_Em que consiste:_ Transcreva, sem nenhuma alteração, o trecho do artigo sobre a Medida Provisória 630 compreendido entre "E a votação" e "públicas no país.", ambos incluídos.

_Texto para leitura:_
-=-=-

Artigo de Pedro da Luz Moreira publicado no Valor Econômico

 

As notícias sobre obras no Brasil revelam atrasos nos cronogramas e estouro dos orçamentos. A culpa por esta situação, em discussão no Senado, está sendo equivocadamente imputada ao desenvolvimento de projetos, que, se suprimido, garantiria obras mais ágeis, com maior respeito a orçamentos. Isso é uma falácia.

 

E a votação da Medida Provisória 630, que propõe a ampliação do Regime Diferenciado de Contratação (RDC), está prevista para hoje. O nome do modelo já denota excepcionalidade ao criar uma nova forma de contratação de obras públicas no país.

 

A MP 630 altera a lei 12.462 de 2011, que instituiu o RDC para obras da Copa de 2014 e da Olimpíada de 2016. Em seu nascedouro, foi enviada ao Congresso no calor das rebeliões nas cadeias do Maranhão, num país de urgências candentes, do saneamento à infraestrutura, passando pelos grandes eventos.

 

A argumentação dos defensores da MP 630, entre os quais a senadora Gleisi Hoffmann, ex- chefe da Casa Civil, baseia-se na obtenção de agilidade na contratação. É importante frisar que ela se refere à contratação, não à entrega das obras para desfrute da população. A MP entende que o principal fator na prorrogação do prazo e no descontrole das obras está na fase de projeto, período de debate da sua adequação, momento de planejamento.

-=-=-

_Material fornecido:_
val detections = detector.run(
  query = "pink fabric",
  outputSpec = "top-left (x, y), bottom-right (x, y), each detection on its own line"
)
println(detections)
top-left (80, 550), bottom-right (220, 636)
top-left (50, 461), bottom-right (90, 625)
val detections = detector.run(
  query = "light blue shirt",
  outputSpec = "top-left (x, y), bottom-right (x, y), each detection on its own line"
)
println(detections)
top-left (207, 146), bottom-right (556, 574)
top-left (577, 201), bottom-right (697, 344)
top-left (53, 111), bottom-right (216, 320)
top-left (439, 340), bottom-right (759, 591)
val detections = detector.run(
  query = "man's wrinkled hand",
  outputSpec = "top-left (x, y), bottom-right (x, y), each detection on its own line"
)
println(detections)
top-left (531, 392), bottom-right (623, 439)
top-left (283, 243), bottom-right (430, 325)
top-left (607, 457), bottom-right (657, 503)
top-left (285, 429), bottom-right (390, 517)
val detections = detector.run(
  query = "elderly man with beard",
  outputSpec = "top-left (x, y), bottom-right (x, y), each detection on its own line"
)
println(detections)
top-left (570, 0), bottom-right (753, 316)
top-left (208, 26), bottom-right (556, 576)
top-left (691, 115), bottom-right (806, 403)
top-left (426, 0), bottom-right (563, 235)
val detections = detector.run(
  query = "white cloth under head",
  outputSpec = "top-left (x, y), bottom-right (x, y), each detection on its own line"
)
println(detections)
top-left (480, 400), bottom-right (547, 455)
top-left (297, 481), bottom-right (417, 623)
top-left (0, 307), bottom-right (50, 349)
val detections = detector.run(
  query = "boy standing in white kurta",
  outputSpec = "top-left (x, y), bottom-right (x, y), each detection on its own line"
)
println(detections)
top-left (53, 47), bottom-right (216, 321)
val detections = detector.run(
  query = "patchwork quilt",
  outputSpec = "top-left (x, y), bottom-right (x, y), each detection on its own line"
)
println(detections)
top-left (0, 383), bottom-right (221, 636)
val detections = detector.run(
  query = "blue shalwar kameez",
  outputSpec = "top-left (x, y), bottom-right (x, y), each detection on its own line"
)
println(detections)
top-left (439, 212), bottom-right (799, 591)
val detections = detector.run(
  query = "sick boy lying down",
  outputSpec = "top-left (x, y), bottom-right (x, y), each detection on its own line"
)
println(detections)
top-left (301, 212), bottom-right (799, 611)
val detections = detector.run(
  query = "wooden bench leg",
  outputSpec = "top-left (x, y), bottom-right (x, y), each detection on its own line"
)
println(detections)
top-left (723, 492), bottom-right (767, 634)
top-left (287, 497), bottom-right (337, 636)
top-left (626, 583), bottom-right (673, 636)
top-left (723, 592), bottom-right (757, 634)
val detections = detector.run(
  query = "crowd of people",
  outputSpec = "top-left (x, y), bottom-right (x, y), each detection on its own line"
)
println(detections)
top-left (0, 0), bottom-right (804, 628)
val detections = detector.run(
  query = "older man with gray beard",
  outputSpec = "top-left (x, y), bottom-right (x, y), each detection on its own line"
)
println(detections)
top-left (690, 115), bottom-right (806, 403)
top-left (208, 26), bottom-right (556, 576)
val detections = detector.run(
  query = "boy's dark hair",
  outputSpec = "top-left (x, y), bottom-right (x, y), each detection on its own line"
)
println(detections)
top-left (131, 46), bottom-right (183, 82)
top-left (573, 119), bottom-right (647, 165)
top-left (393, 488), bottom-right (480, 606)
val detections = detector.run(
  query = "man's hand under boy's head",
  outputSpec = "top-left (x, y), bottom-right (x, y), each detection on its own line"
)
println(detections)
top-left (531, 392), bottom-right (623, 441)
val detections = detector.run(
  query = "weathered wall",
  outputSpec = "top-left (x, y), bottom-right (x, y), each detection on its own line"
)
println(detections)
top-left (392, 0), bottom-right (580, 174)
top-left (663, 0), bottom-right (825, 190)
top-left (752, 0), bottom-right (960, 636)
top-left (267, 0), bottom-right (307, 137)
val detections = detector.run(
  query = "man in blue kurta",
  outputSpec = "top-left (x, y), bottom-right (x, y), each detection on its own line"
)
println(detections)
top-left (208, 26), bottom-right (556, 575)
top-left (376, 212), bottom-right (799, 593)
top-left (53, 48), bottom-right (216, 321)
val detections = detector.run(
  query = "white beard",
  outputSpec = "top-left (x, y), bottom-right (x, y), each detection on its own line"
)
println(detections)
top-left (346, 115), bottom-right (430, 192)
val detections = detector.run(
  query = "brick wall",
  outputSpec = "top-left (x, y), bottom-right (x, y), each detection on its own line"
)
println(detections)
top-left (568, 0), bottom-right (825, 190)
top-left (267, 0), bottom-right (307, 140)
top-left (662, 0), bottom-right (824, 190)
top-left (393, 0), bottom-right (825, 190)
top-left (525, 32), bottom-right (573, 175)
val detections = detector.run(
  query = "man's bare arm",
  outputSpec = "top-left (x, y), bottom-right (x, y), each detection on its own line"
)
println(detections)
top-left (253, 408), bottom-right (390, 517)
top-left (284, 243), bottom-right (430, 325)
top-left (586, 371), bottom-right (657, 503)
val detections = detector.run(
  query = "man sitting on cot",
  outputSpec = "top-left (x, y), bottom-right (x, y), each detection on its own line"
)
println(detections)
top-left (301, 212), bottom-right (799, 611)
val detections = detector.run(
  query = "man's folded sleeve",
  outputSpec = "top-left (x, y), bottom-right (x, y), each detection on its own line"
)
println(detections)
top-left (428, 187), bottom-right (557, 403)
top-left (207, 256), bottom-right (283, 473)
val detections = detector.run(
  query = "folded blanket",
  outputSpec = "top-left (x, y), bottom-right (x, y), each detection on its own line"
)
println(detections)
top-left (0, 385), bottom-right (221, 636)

-=-=-

_Resposta:_
E a votação da Medida Provisória 630, que propõe a ampliação do Regime Diferenciado de Contratação (RDC), está prevista para hoje. O nome do modelo já denota excepcionalidade ao criar uma nova forma de contratação de obras públicas no país.